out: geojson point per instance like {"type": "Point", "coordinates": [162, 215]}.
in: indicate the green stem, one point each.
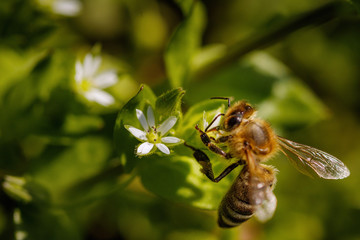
{"type": "Point", "coordinates": [262, 40]}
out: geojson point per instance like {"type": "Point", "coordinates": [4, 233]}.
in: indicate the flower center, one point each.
{"type": "Point", "coordinates": [85, 85]}
{"type": "Point", "coordinates": [153, 136]}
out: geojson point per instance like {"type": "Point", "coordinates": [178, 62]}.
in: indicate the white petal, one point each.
{"type": "Point", "coordinates": [167, 125]}
{"type": "Point", "coordinates": [91, 65]}
{"type": "Point", "coordinates": [151, 118]}
{"type": "Point", "coordinates": [144, 148]}
{"type": "Point", "coordinates": [79, 72]}
{"type": "Point", "coordinates": [170, 140]}
{"type": "Point", "coordinates": [136, 132]}
{"type": "Point", "coordinates": [67, 7]}
{"type": "Point", "coordinates": [99, 96]}
{"type": "Point", "coordinates": [105, 79]}
{"type": "Point", "coordinates": [140, 115]}
{"type": "Point", "coordinates": [163, 148]}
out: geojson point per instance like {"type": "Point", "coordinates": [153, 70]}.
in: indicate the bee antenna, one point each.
{"type": "Point", "coordinates": [229, 99]}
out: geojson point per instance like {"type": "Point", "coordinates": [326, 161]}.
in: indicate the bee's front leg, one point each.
{"type": "Point", "coordinates": [212, 147]}
{"type": "Point", "coordinates": [206, 165]}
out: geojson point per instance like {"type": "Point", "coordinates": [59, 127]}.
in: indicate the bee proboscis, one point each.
{"type": "Point", "coordinates": [252, 141]}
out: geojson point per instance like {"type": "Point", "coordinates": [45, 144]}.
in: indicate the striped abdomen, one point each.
{"type": "Point", "coordinates": [242, 200]}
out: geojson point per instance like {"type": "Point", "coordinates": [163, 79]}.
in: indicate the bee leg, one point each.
{"type": "Point", "coordinates": [212, 147]}
{"type": "Point", "coordinates": [205, 163]}
{"type": "Point", "coordinates": [212, 122]}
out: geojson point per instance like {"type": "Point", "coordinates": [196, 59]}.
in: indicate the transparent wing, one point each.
{"type": "Point", "coordinates": [266, 210]}
{"type": "Point", "coordinates": [324, 164]}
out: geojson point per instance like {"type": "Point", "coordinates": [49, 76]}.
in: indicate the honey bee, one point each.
{"type": "Point", "coordinates": [251, 141]}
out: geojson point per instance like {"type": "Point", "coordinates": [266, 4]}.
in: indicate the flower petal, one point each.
{"type": "Point", "coordinates": [151, 118]}
{"type": "Point", "coordinates": [91, 65]}
{"type": "Point", "coordinates": [141, 135]}
{"type": "Point", "coordinates": [163, 148]}
{"type": "Point", "coordinates": [105, 79]}
{"type": "Point", "coordinates": [170, 140]}
{"type": "Point", "coordinates": [144, 148]}
{"type": "Point", "coordinates": [99, 96]}
{"type": "Point", "coordinates": [79, 72]}
{"type": "Point", "coordinates": [141, 116]}
{"type": "Point", "coordinates": [167, 125]}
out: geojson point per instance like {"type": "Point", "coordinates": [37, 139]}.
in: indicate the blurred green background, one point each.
{"type": "Point", "coordinates": [62, 175]}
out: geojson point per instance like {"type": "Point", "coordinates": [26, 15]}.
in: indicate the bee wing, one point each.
{"type": "Point", "coordinates": [324, 164]}
{"type": "Point", "coordinates": [266, 210]}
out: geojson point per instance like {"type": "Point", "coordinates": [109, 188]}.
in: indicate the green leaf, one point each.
{"type": "Point", "coordinates": [85, 158]}
{"type": "Point", "coordinates": [183, 44]}
{"type": "Point", "coordinates": [178, 178]}
{"type": "Point", "coordinates": [242, 80]}
{"type": "Point", "coordinates": [169, 104]}
{"type": "Point", "coordinates": [124, 142]}
{"type": "Point", "coordinates": [55, 223]}
{"type": "Point", "coordinates": [185, 5]}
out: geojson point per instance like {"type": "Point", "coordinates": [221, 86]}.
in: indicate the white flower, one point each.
{"type": "Point", "coordinates": [90, 83]}
{"type": "Point", "coordinates": [153, 135]}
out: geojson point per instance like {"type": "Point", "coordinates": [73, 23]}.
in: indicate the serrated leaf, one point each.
{"type": "Point", "coordinates": [124, 144]}
{"type": "Point", "coordinates": [82, 160]}
{"type": "Point", "coordinates": [293, 104]}
{"type": "Point", "coordinates": [183, 44]}
{"type": "Point", "coordinates": [169, 104]}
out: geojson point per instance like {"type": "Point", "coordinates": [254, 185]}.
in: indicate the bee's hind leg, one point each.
{"type": "Point", "coordinates": [206, 165]}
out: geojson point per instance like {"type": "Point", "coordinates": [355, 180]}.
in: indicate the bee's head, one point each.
{"type": "Point", "coordinates": [236, 114]}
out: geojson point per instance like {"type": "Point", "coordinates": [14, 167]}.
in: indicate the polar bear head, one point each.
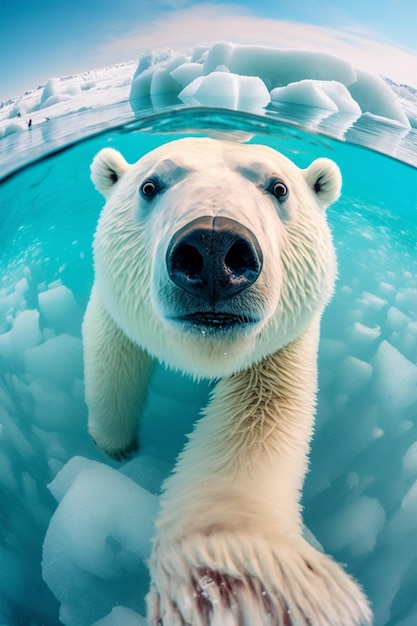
{"type": "Point", "coordinates": [211, 254]}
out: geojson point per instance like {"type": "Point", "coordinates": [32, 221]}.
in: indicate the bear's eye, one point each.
{"type": "Point", "coordinates": [149, 188]}
{"type": "Point", "coordinates": [278, 189]}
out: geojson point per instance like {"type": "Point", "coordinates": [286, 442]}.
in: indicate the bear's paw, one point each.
{"type": "Point", "coordinates": [239, 580]}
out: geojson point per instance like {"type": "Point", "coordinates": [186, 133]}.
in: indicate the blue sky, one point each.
{"type": "Point", "coordinates": [44, 38]}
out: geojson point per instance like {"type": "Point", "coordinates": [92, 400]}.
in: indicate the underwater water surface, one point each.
{"type": "Point", "coordinates": [75, 528]}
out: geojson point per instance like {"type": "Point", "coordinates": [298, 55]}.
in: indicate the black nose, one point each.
{"type": "Point", "coordinates": [214, 258]}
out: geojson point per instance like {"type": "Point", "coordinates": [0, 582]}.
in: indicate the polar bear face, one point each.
{"type": "Point", "coordinates": [211, 254]}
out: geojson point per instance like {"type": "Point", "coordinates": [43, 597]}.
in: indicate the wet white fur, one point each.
{"type": "Point", "coordinates": [228, 548]}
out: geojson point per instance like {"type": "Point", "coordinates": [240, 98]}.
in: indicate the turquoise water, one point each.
{"type": "Point", "coordinates": [360, 495]}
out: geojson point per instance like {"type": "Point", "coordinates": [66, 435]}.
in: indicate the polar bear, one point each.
{"type": "Point", "coordinates": [215, 258]}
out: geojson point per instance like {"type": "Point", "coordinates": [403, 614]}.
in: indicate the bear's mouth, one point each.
{"type": "Point", "coordinates": [216, 321]}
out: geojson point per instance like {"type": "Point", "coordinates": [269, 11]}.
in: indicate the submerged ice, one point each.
{"type": "Point", "coordinates": [76, 528]}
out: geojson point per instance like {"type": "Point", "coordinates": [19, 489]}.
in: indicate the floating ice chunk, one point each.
{"type": "Point", "coordinates": [304, 92]}
{"type": "Point", "coordinates": [356, 526]}
{"type": "Point", "coordinates": [354, 374]}
{"type": "Point", "coordinates": [97, 541]}
{"type": "Point", "coordinates": [25, 333]}
{"type": "Point", "coordinates": [396, 319]}
{"type": "Point", "coordinates": [329, 95]}
{"type": "Point", "coordinates": [374, 96]}
{"type": "Point", "coordinates": [226, 89]}
{"type": "Point", "coordinates": [59, 359]}
{"type": "Point", "coordinates": [59, 309]}
{"type": "Point", "coordinates": [404, 521]}
{"type": "Point", "coordinates": [122, 616]}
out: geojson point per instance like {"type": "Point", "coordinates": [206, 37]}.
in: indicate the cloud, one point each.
{"type": "Point", "coordinates": [209, 22]}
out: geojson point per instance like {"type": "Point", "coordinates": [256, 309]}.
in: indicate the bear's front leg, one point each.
{"type": "Point", "coordinates": [117, 374]}
{"type": "Point", "coordinates": [229, 549]}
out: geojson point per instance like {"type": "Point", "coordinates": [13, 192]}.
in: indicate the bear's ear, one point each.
{"type": "Point", "coordinates": [325, 180]}
{"type": "Point", "coordinates": [106, 169]}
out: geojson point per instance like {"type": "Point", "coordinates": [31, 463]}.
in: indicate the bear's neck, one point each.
{"type": "Point", "coordinates": [249, 452]}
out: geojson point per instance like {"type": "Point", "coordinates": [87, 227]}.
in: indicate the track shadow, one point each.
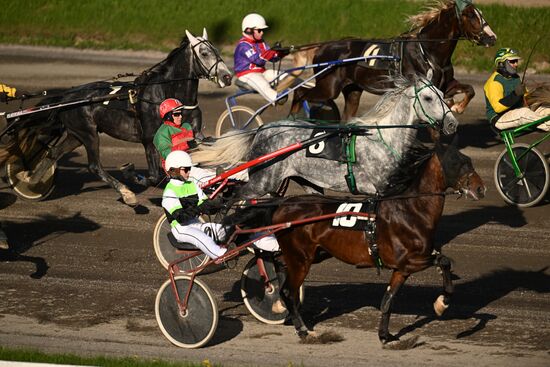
....................
» **Short problem**
Count the lines in the items above that contain the string "head", treating uppercase and lowercase as distinct, and return only that number.

» **The completed task**
2